--- OBIETTIVO ---
Nell'estratto della pagina qui sotto, dedicato al cinema, individua la frase "Al cinema ci andiamo con l’amico o l’amica del cuore; con l’innamorato o l’innamorata; con la famiglia." e rendila in inglese.

--- ESTRATTO DELLA PAGINA ---
____________
Al cinema ci andiamo con l’amico o l’amica del cuore; con l’innamorato o l’innamorata; con la famiglia. Ci si va con i compagni di classe e gli insegnanti (e, spero, anche con “i” e “le” presidi). Oppure da soli. Con l’eventualità, per “cineincidenza”, d’incontrare l’anima gemella.

Al cinema si va per divertirsi. E per imparare. Per tener vivo, attraverso dei capolavori, il nostro senso etico. Ad esempio, per scongiurare nuove guerre (Paisà, 1946, Roberto Rossellini; Dove volano le cicogne, 1958, Michail Kalatazov; Hiroshima mon amour, 1959, Alain Resnais; Apocalypse Now, Francis Ford Coppola, 1979); e per evitare di ripiombare negli orrori delle dittature e delle nuove shoà (Schindler list, 1993, Steven Spielberg; Garage Olimpo, 1999, Marco Bechis; Le vite degli altri, Florian von Donnersmarck, 2006).
____________
--- DATI FORNITI ---
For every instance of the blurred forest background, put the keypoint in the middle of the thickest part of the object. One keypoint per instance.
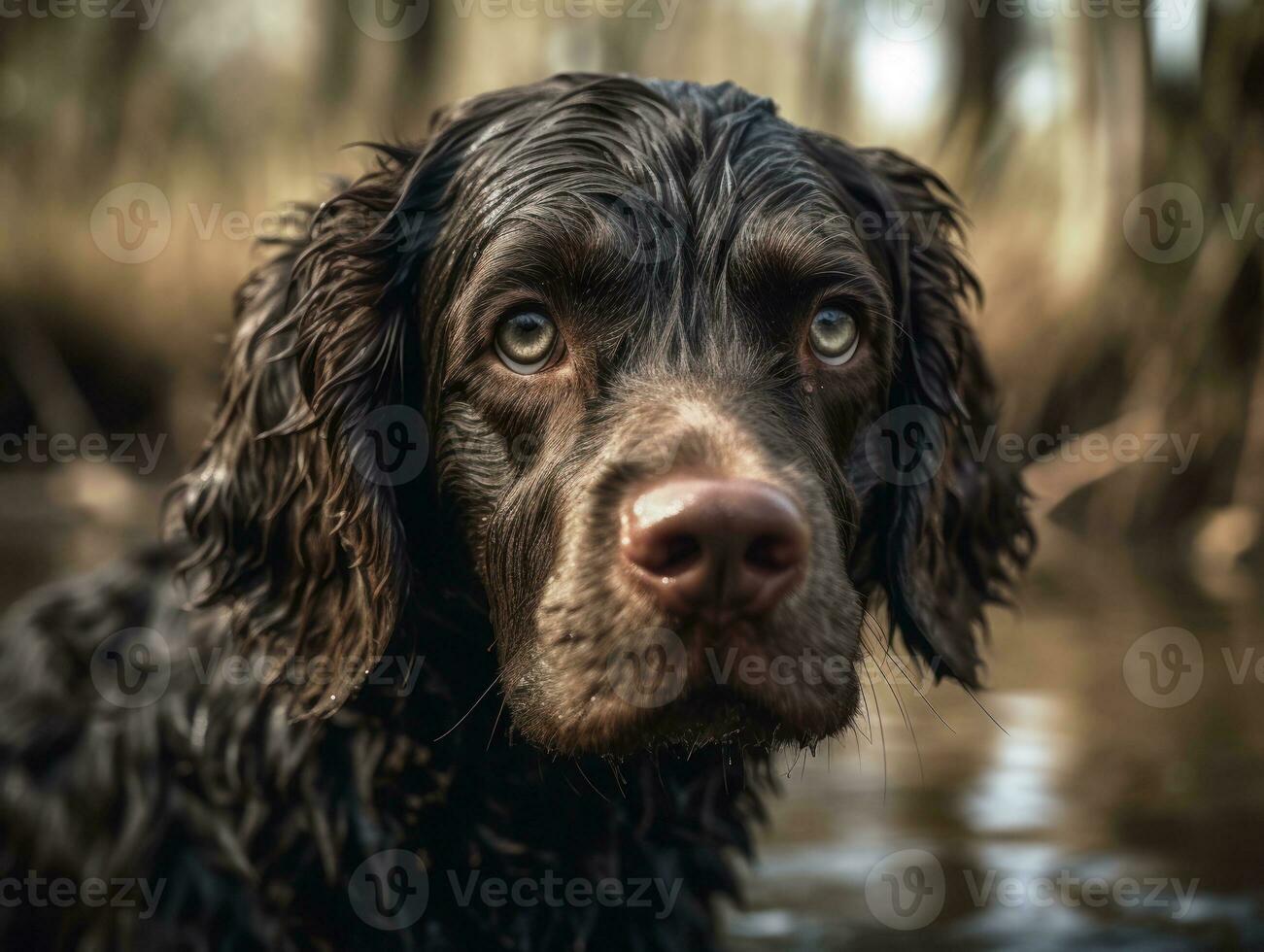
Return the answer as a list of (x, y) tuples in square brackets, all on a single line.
[(1048, 119), (1113, 170)]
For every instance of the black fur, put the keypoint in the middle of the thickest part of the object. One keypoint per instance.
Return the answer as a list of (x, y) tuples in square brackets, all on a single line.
[(253, 804)]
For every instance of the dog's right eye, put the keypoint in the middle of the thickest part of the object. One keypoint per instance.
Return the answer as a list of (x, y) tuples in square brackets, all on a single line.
[(525, 342)]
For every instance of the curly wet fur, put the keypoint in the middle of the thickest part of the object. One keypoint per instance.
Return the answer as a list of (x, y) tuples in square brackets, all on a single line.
[(255, 804)]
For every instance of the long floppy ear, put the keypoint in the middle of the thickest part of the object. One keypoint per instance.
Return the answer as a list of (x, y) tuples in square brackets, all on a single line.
[(290, 528), (943, 523)]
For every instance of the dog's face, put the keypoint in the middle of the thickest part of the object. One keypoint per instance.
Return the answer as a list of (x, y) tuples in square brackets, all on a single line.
[(655, 323)]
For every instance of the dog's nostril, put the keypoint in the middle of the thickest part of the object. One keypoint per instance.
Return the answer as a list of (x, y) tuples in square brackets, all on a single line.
[(680, 553), (769, 553), (716, 544)]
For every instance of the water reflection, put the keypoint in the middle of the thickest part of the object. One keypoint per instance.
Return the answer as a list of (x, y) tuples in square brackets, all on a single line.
[(1083, 816), (1055, 809)]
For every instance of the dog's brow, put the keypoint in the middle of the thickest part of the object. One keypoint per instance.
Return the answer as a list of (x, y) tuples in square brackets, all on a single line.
[(802, 248)]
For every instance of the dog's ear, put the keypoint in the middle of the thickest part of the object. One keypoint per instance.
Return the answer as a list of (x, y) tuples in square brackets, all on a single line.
[(290, 514), (943, 523)]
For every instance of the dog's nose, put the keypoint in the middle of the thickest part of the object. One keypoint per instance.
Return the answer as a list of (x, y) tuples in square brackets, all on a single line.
[(716, 548)]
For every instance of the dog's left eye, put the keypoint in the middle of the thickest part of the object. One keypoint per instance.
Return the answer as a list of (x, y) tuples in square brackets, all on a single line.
[(525, 342), (835, 336)]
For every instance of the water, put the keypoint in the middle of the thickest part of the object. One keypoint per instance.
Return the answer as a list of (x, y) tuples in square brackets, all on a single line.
[(1084, 817), (1057, 810)]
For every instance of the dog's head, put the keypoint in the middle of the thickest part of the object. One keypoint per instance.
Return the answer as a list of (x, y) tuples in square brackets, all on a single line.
[(694, 382)]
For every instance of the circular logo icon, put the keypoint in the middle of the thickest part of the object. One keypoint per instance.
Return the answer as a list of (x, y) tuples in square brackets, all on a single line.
[(649, 233), (131, 224), (1164, 667), (131, 667), (652, 456), (1166, 224), (390, 20), (905, 890), (906, 20), (906, 445), (390, 890), (391, 445), (650, 670)]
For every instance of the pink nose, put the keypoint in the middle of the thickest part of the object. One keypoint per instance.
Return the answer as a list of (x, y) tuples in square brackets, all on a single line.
[(716, 548)]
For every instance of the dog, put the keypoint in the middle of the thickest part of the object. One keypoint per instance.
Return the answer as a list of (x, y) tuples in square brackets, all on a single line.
[(557, 473)]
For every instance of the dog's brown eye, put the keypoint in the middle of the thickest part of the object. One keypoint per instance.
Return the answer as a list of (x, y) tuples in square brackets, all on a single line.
[(835, 336), (525, 342)]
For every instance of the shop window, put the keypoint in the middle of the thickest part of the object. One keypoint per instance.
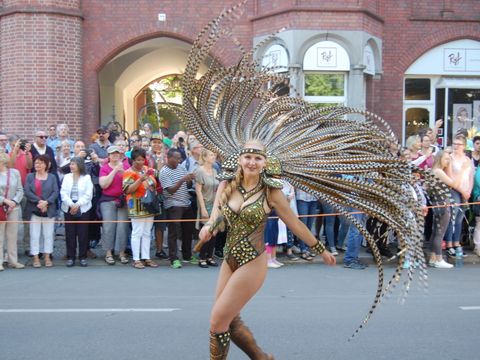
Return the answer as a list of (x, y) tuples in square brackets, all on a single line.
[(463, 111), (325, 88), (416, 119), (417, 89)]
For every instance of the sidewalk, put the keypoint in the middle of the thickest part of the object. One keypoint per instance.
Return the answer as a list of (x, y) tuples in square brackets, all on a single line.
[(59, 252)]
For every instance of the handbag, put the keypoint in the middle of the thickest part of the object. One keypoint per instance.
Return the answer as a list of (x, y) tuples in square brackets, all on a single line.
[(4, 208), (151, 202)]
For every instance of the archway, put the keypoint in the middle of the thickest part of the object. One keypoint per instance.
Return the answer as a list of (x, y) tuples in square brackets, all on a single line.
[(122, 79)]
____________
--- RISULTATO DEL COMPITO ---
We go to the movies with a best friend, male or female; with a boyfriend or girlfriend; with the family.